DİNE DÖNDÜ 1980'lerde Fonda bambaşka bir işe girişti; kadınları aerobik yoluyla formda kalıp zayıflamaya çağırdı. Bu konuda kitaplar yazıp kasetler çıkardı. Ve bu sayede büyük paralar da kazandı. 1990'da hem sinemaya hem de ikinci evliliğine noktayı koydu. Ve yepyeni bir role soyundu: CNN'in sahibi Ted Turner'le evlenerek evinin kadını, daha doğrusu medyanın kraliçesi oldu. Bu evlilik boyunca artık kibar, sosyetik ve zor ulaşılır bir hanımefendiydi. Ne sinema vardı, ne sokak gösterileri... 10 yıl sonra, 2001'de Ted Turner'den de boşandı. Çünkü hayatında yeni bir dönem başlamıştı: İnanç ve din dönemi. Yeniden Hıristiyan oldu ve bunu açık açık ilan eti. Birçok kaynağa göre boşanmasındaki asıl neden buydu. Tüm evliliklerinden toplam dört çocuk sahibi olan sanatçı, 2004 yılında yine iki Oscar'lı oyuncu Sally Field'le birlikte Meksika sınırında kadınlara karşı uygulanan zulmü protesto için yürüyüş yaptı. Demek ki bunca yıl sonra bile, sistem karşıtı yanı tükenmemişti. Ve 2005'te, tam 15 yıl sonra "Vay Kaynana Vay"la yeniden sinemaya döndü. Bir söylentiye göre, başında bulunduğu vakıf için para kazanmak üzere... Ne olursa olsun, bugün 67 yaşında olan sanatçıyı bu filmde izlemek gerçek bir zevk. Görün, bana hak vereceksiniz. Ama o ayrıca, çiçek çocukluktan eylemciliğe, Fransız usulü seksilikten medya patronluğuna, aerobik kraliçeliğinden yazarlığa, isyandan imana hemen her şeyi denemiş bir kadın figürü olarak, sanırım çağımızı tüm çelişki ve oluşumları içinde en iyi simgeleyen kişilik.

§ §

▶ Alıştırma Görevleri
1. Fonda hakkındaki metin parçasına göre şu ifadeler doğru mudur: (a) Fonda 1990'da sinemayı bıraktı; (b) Fonda 2004'teki protesto yürüyüşünü tek başına yaptı; (c) Fonda 2005'te on yıl aradan sonra sinemaya döndü? Her biri için evet ya da hayır deyip karara dayanak olan sözleri metin parçasından aynen alıntılayın.
2. Listede "Annotate the white building" ifadesini içeren satırdan listenin sonuna kadar olan satırları, "Annotate" sözcüğünü "Label" olarak yeniden adlandırıp geri kalan her şeyi aynen koruyarak tekrar yazın.
Metin parçası ile liste arasında herhangi bir bağlantı bulunmamaktadır.

[Nokta işaretleme veri kümesinden girdiler]
§ §

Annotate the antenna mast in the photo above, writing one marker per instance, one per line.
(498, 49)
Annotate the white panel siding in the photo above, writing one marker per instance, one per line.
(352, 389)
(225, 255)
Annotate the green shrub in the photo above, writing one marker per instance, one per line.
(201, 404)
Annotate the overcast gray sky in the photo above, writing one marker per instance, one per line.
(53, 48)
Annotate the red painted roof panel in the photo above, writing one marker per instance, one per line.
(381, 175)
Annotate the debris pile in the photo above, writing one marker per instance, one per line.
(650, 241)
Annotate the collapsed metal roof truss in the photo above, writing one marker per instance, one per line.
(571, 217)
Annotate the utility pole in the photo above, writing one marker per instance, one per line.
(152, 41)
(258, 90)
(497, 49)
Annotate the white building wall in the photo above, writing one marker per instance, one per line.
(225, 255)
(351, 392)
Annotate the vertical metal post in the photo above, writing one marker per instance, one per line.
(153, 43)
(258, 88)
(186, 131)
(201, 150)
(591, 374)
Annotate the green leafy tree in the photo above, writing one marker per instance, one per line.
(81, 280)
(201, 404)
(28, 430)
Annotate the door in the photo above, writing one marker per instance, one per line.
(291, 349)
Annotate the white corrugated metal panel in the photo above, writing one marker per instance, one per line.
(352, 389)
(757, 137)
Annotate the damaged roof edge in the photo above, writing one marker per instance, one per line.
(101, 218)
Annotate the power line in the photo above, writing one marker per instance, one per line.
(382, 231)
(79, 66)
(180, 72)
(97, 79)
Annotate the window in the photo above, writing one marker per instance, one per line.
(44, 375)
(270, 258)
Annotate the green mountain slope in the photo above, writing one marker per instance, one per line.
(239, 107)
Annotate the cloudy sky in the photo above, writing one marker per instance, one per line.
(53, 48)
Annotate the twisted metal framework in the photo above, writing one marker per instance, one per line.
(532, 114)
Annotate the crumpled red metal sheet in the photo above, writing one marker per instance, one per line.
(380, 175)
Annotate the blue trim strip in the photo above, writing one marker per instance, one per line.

§ §

▶ Yanıtlar
1.
(a) Evet: "1990'da hem sinemaya hem de ikinci evliliğine noktayı koydu."
(b) Hayır: "2004 yılında yine iki Oscar'lı oyuncu Sally Field'le birlikte Meksika sınırında kadınlara karşı uygulanan zulmü protesto için yürüyüş yaptı."
(c) Hayır: "Ve 2005'te, tam 15 yıl sonra "Vay Kaynana Vay"la yeniden sinemaya döndü."

2.
Label the white building wall in the photo above, writing one marker per instance, one per line.
(225, 255)
(351, 392)
Label the vertical metal post in the photo above, writing one marker per instance, one per line.
(153, 43)
(258, 88)
(186, 131)
(201, 150)
(591, 374)
Label the green leafy tree in the photo above, writing one marker per instance, one per line.
(81, 280)
(201, 404)
(28, 430)
Label the door in the photo above, writing one marker per instance, one per line.
(291, 349)
Label the white corrugated metal panel in the photo above, writing one marker per instance, one per line.
(352, 389)
(757, 137)
Label the damaged roof edge in the photo above, writing one marker per instance, one per line.
(101, 218)
Label the power line in the photo above, writing one marker per instance, one per line.
(382, 231)
(79, 66)
(180, 72)
(97, 79)
Label the window in the photo above, writing one marker per instance, one per line.
(44, 375)
(270, 258)
Label the green mountain slope in the photo above, writing one marker per instance, one per line.
(239, 107)
Label the cloudy sky in the photo above, writing one marker per instance, one per line.
(53, 48)
Label the twisted metal framework in the photo above, writing one marker per instance, one per line.
(532, 114)
Label the crumpled red metal sheet in the photo above, writing one marker per instance, one per line.
(380, 175)
Label the blue trim strip in the photo above, writing one marker per instance, one per line.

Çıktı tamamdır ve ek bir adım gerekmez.